• **Task to complete**
Which lines of the listing below contain the word "water", with uppercase and lowercase letters matching exactly? Pull out each of those lines in full.
--- Provided records ---
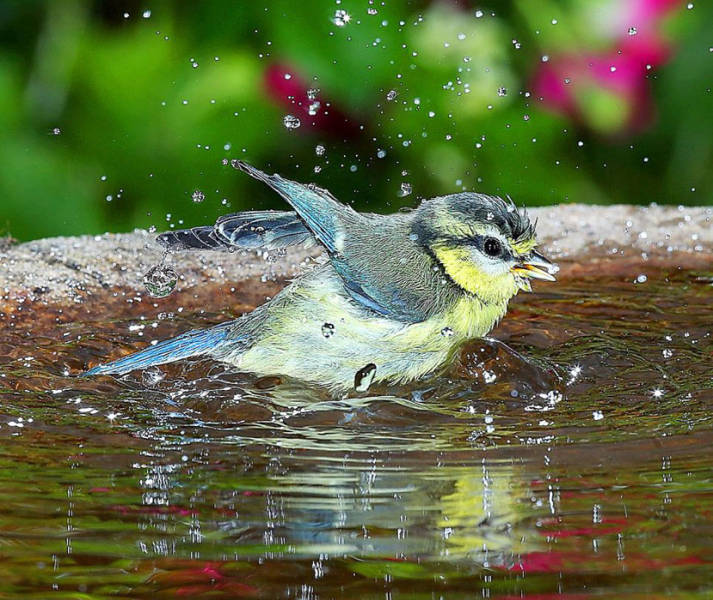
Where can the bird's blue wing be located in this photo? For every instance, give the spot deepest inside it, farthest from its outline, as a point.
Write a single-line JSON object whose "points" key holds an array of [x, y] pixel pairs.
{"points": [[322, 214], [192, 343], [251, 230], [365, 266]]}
---
--- Provided records ---
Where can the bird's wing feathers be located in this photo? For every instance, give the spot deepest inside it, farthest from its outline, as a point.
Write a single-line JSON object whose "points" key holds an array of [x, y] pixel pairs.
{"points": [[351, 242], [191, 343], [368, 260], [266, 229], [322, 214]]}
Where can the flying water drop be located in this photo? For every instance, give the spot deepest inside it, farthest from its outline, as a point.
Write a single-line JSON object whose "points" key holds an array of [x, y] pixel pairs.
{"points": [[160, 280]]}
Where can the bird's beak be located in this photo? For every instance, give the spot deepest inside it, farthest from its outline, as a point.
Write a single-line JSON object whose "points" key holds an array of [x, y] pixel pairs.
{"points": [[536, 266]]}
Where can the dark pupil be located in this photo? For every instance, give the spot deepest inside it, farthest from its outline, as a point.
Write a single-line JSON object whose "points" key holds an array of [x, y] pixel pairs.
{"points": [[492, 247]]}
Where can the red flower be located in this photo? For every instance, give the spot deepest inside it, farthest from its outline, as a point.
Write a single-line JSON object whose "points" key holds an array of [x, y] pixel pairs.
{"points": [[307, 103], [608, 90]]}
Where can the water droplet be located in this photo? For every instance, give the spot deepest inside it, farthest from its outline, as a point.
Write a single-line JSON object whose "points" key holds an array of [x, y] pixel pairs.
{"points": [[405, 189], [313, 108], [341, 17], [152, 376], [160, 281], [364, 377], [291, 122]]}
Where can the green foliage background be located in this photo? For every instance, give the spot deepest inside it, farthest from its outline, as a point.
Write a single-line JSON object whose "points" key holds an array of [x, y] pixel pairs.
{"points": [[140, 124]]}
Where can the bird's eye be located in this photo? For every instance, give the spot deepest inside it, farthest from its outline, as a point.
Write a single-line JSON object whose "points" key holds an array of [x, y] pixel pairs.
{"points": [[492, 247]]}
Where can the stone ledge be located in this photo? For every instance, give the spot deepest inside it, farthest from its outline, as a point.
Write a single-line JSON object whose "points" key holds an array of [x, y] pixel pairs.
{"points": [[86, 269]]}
---
• **Response**
Where can the flying water drop be located in this photo? For every instance, give the spot deepest inside it, farthest from its outline, as a point.
Where can the water droplet be located in this photo? For every instance, give the spot deepest inside it, farthest from its outline, as a point.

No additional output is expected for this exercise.